» Excerpt to read:
If you had ESALPS, you would just look at the ESALNXP report
for that time period and it would show which processes
were running. This is a VERY common question that is very
easily answered WITHOUT getting up to watch the 4am workload....
I still like the one where the installations spikes at 1AM
EVERY monday morning. Wasn't cron....



>Date:         Thu, 31 Aug 2006 11:32:21 -0500
>Reply-To: Linux on 390 Port <[email protected]
>From: James Melin <[EMAIL PROTECTED]
>To: [email protected]
>
>> On Thursday, 08/31/2006 at 10:16 EST, James Melin
>><[EMAIL PROTECTED] wrote:  I'm trying to discover what
>>might possibly be running at 4:00 AM on all my penguins that
>>might cause excessive cumulative VM paging (we're over committed
>>real by 12-18%) at one time.
>>
>>Obviously something appears to be configured on all systems to
>>do the same thing at the same time.
>>
>>I see nothing that I can think of that would cause excessive VM
>>paging, nor do I see any after the fact evidence that my Linuxes
>>were doing excessive paging.  I would expect to have seen massive
>>swapping internally to Linux before a VM paging event that would
>>come close to exhausting the page pool because of excessive real
>>and xstor usage.

» Work to do:
1. According to the mailing-list message about 4:00 AM paging on Linux guests, by how much is real memory overcommitted?
2. Continue the mailing-list message about 4:00 AM paging on Linux guests from its final sentence, keeping the same voice.

» Given information:
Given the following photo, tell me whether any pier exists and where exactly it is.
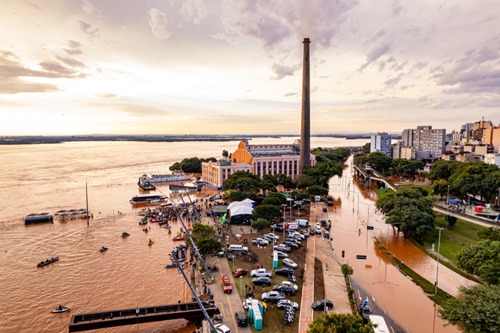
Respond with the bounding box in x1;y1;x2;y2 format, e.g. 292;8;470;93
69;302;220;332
==
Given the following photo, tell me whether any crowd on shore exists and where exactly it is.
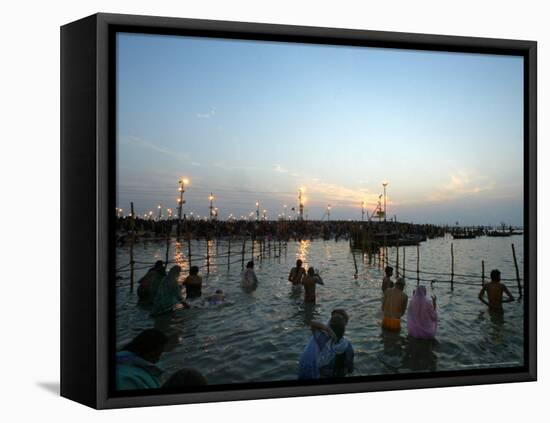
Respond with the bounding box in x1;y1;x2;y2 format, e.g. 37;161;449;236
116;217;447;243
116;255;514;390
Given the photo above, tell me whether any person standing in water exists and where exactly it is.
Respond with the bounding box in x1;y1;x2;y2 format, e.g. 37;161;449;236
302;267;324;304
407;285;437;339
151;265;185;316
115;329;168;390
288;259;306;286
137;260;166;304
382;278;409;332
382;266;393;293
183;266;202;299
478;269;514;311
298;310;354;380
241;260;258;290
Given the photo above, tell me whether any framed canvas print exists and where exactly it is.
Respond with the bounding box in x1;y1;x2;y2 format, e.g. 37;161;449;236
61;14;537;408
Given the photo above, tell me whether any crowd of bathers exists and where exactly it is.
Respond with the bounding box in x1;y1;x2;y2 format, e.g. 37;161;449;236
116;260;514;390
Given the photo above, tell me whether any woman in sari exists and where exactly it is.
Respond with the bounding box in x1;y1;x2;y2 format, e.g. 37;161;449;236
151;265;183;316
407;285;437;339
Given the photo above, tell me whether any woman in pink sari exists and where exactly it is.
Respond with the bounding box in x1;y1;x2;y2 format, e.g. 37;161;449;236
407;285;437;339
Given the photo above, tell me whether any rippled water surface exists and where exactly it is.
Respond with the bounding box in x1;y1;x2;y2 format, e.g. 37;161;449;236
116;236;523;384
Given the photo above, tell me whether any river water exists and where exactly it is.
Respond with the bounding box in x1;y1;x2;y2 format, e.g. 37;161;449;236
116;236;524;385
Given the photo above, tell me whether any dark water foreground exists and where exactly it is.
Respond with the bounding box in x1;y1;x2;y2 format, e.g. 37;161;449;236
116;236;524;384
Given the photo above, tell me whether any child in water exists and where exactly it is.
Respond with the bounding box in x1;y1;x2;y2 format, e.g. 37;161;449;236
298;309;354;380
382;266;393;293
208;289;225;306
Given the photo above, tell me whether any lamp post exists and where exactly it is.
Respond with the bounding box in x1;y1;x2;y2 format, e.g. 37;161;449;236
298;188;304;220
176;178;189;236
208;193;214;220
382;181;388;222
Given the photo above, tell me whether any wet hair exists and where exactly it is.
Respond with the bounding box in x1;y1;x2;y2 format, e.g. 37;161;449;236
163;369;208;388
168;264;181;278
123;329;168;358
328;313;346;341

» Expected outputs:
1. By 12-18%.

2.
>>
>>If CP can hold the all of the Linux guests' active pages in real
>>memory, then Linux can swap furiously while CP is not paging at
>>all.  But if there is not enough real memory to hold all the
>>needed pages used by all of the active guests, plus all the
>>memory that CP needs for himself, then CP will start to page.
>>Linux swapping increases as processes within Linux start to
>>contend for memory *within Linux*.  The two aren't directly
>related.
>
>
>The point I was trying to make is that I'm not seeing anything
>within the various linux guests that happens at 4:00 AM (that's
>being logged properly, mind or in the cron daily or cron hourly)
>that also doesn't happen at various times per day, or that
>should be a huge impactor on memory usage.  The ntp process
>update I see is the only thing I can see in the log that has
>commonality in the 4:00-5:00 interval.  I'll be setting up some
>snapshot traps.  You have any feel for what 9 instances of NTPD
>being launched to get the system time skew corrected might to to
>overhead?
>
>The problem you experienced is *exactly* why having all the
>guests' cron jobs fire at the same time is a Bad Idea.  It's like
>opening a can of cat food in a room full of hungry cats.  They
>all come running towards you at the same time, but you have only
>one can of catfood.
>
>Yes, I know it's a bad idea.  Don't have thing that are terribly
>consequential firing in crontab.  We moved the one workload in
>the crontab that I thought was the obvious candidate for this to
>a spread spectrum thing (RMFPM Archive) and it didn't ameliorate
>the problem. So more sleuthing to do.
>
>This one is being non-obvious.  I may just have to watch the
>system live some morning to see what it is doing if I cant set
>snapshots and get anythign meaningful.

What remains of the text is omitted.